(Items listed in a dataset)
* Start *
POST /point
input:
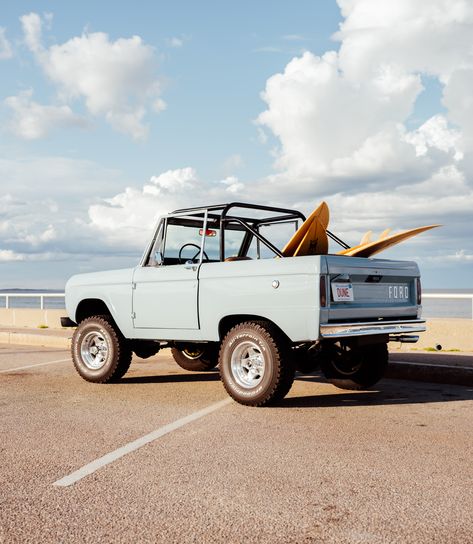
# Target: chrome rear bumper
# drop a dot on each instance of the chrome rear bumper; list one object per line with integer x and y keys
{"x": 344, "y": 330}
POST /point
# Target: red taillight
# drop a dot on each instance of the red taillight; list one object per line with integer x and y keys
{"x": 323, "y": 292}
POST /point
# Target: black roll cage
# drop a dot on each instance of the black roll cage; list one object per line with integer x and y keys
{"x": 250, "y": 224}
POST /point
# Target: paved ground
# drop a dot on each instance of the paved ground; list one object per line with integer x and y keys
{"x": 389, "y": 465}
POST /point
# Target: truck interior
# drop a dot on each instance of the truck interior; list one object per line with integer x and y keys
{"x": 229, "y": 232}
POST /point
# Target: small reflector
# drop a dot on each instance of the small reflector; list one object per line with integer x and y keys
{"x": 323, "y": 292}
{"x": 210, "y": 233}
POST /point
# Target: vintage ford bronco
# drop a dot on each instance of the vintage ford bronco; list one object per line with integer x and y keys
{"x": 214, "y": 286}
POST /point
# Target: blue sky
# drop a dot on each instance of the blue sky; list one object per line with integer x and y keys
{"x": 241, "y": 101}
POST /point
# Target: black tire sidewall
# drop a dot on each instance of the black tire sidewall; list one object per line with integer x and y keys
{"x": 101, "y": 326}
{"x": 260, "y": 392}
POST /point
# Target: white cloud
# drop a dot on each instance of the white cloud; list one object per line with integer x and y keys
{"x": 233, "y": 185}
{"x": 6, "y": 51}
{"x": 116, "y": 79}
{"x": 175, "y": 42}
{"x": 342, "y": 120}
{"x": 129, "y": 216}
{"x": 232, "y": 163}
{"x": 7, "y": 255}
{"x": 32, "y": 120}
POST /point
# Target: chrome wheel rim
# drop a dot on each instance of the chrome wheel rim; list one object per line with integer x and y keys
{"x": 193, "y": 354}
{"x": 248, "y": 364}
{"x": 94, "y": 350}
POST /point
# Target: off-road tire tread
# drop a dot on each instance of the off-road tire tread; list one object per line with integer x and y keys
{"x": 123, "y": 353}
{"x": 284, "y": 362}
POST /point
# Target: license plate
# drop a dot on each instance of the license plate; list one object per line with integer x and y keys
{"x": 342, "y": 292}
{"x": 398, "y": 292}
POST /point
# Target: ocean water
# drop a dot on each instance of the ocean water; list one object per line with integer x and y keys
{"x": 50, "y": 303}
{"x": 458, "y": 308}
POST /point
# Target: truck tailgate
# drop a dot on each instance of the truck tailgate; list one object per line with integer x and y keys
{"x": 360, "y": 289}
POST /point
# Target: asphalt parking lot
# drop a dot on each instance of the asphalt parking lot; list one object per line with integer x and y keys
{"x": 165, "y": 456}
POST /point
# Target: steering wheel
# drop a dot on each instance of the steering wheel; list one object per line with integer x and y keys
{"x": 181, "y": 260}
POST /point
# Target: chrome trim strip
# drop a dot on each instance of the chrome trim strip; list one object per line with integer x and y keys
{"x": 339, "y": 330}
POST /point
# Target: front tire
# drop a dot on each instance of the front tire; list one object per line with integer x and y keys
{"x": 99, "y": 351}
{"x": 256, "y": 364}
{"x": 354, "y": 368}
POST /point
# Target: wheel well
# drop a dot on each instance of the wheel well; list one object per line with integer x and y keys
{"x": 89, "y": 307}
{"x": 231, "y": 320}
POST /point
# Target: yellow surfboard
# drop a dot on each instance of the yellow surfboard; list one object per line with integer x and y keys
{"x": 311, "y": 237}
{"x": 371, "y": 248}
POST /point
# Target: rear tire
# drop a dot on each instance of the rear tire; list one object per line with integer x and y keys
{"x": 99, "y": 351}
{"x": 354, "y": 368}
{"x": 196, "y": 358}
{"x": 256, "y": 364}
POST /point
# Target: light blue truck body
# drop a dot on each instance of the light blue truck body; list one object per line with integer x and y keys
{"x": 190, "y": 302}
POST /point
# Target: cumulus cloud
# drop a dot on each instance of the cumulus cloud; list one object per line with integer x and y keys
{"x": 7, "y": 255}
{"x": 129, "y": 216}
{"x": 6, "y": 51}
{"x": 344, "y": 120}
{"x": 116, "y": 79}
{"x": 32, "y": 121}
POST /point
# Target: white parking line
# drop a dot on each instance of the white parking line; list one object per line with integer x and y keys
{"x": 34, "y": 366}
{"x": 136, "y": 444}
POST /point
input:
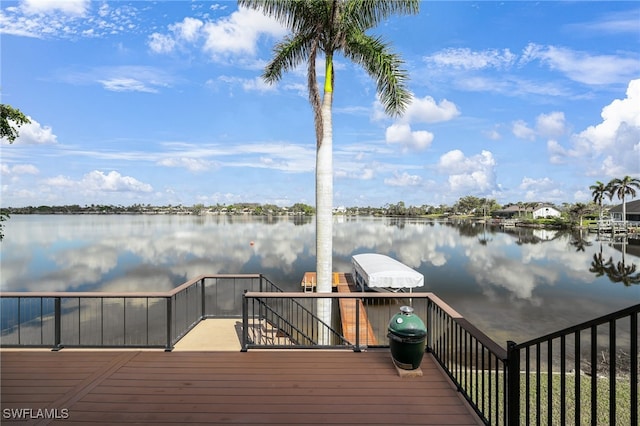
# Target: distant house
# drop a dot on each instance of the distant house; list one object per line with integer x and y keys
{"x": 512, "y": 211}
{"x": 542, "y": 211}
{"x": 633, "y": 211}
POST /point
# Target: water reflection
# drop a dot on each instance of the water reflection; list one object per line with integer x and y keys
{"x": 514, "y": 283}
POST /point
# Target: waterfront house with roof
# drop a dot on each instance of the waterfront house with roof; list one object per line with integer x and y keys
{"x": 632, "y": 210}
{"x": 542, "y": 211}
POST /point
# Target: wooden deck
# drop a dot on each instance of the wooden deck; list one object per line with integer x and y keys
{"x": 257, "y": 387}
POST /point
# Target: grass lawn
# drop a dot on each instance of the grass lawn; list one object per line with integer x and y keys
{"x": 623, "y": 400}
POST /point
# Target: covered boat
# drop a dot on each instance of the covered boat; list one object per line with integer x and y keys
* End *
Without the pictures, restate all of the entries above verbatim.

- **EXERCISE RESULT**:
POST /point
input:
# Target: chrome rear bumper
# drop a dot on each instance of the chrome rear bumper; list one object per line with integer x and y keys
{"x": 344, "y": 330}
POST /point
# Target: red taillight
# drop a dot on each instance of the red taillight; list one object per line with integer x and y keys
{"x": 323, "y": 292}
POST /point
# Target: black roll cage
# drop a dot on each instance of the black roll cage; list one object per line with integer x and y keys
{"x": 250, "y": 224}
POST /point
# Target: paved ground
# drop a dot on each instance of the paved ground; list one object per line with integer x and y keys
{"x": 389, "y": 465}
POST /point
# Target: truck interior
# drop a dot on each instance of the truck interior; list one object per line with integer x and y keys
{"x": 229, "y": 232}
POST /point
# Target: small reflector
# drop a dot on each instance of the small reflector; list one object per line with integer x and y keys
{"x": 323, "y": 292}
{"x": 210, "y": 233}
POST /point
# Target: vintage ford bronco
# drop a dot on each instance of the vintage ford bronco; list one object per line with integer x and y keys
{"x": 214, "y": 286}
POST /point
# Target: blue sky
# drop a dot on each instance of the blue sky; list one object per line with integer x and y keys
{"x": 241, "y": 101}
POST /point
# Target: black tire sidewall
# drop a dot on each instance of the black tire sidewall; list one object per line with integer x and y keys
{"x": 101, "y": 326}
{"x": 260, "y": 392}
POST /point
# Target: white cloud
# drop a dot on each instance of the white cloud; list one object per line with integer x and y keys
{"x": 233, "y": 185}
{"x": 6, "y": 51}
{"x": 116, "y": 79}
{"x": 175, "y": 42}
{"x": 342, "y": 120}
{"x": 129, "y": 216}
{"x": 232, "y": 163}
{"x": 7, "y": 255}
{"x": 32, "y": 120}
POST /point
# Target: chrome wheel rim
# drop a dot on each instance of the chrome wheel rim; list one object per line with integer x and y keys
{"x": 193, "y": 354}
{"x": 248, "y": 364}
{"x": 94, "y": 350}
POST /point
# Target: off-road tire tread
# drop a dot on each instance of the off-road tire tread; list one object per line with integer x and y keys
{"x": 123, "y": 353}
{"x": 284, "y": 362}
POST /point
# Target: license plate
# drop a dot on each instance of the license plate; list one object per line with integer x and y keys
{"x": 342, "y": 292}
{"x": 398, "y": 292}
POST /point
# Target: ocean water
# drop a dot on each instance of the ocean water; list one object per line with integer x and y keys
{"x": 50, "y": 303}
{"x": 458, "y": 308}
POST /point
# Target: truck tailgate
# drop a dot on each instance of the truck tailgate; list one object per line with integer x and y keys
{"x": 360, "y": 289}
POST /point
# Target: asphalt parking lot
# drop a dot on each instance of the asphalt parking lot; list one object per line with integer x and y keys
{"x": 165, "y": 456}
POST /point
# Target: steering wheel
# drop a dot on each instance of the steering wheel; list one object per line with integer x and y keys
{"x": 181, "y": 260}
POST /point
# Target: chrome trim strip
# drop a dot on each instance of the chrome trim strip; list one object per line with integer x and y keys
{"x": 339, "y": 330}
POST /point
# Target: front tire
# drop a dot on each instance of the front tire; list one object per line with integer x and y keys
{"x": 99, "y": 351}
{"x": 256, "y": 364}
{"x": 354, "y": 368}
POST /point
# Target: wheel well
# drop a dot on each instance of the wheel well; list one object per line with integer x and y keys
{"x": 89, "y": 307}
{"x": 231, "y": 320}
POST /point
# Target: yellow surfboard
# drop a dot on each instance of the yellow surfboard; list one object per line with integer x and y keys
{"x": 311, "y": 237}
{"x": 371, "y": 248}
POST /point
# Target: rear tire
# drop a dot on each instance of the rear tire; list one object per line with integer x and y keys
{"x": 99, "y": 351}
{"x": 354, "y": 368}
{"x": 196, "y": 358}
{"x": 256, "y": 364}
POST /point
# Target: light blue truck body
# drop a dot on each instance of the light blue truck body; list one object per line with integer x and y keys
{"x": 190, "y": 302}
POST /point
# Target: cumulus cloud
# drop a dot on each instance of the cumulus cloud; list one object per line with integer x and y keys
{"x": 7, "y": 255}
{"x": 129, "y": 216}
{"x": 6, "y": 51}
{"x": 344, "y": 120}
{"x": 116, "y": 79}
{"x": 32, "y": 121}
POST /point
# Target: white parking line
# drop a dot on each instance of the white parking line; list one object per line with integer x and y keys
{"x": 34, "y": 366}
{"x": 136, "y": 444}
POST /point
input:
# Target: distant house
# drop a dot on each instance of the distant house; list one object per line with integer x and y keys
{"x": 512, "y": 211}
{"x": 542, "y": 211}
{"x": 633, "y": 211}
POST /point
# Target: water reflection
# drop a dot on each instance of the water reflection; list one object per line with integer x and y keys
{"x": 514, "y": 283}
POST /point
# Target: waterfront house with roof
# drop a dot on each instance of the waterfront house with roof; list one object per line with integer x and y keys
{"x": 632, "y": 210}
{"x": 542, "y": 211}
POST /point
# Target: wooden deck
# drop a dot on each instance of the wooden deck; list one object per line with integer x and y keys
{"x": 257, "y": 387}
POST /point
# Target: grass lawn
# drop a dot on each instance of the grass lawn; list one object per line with integer x and y keys
{"x": 623, "y": 400}
POST /point
# Target: covered boat
# drop a dot on each instance of the covered boat; list one object per line with integer x and y keys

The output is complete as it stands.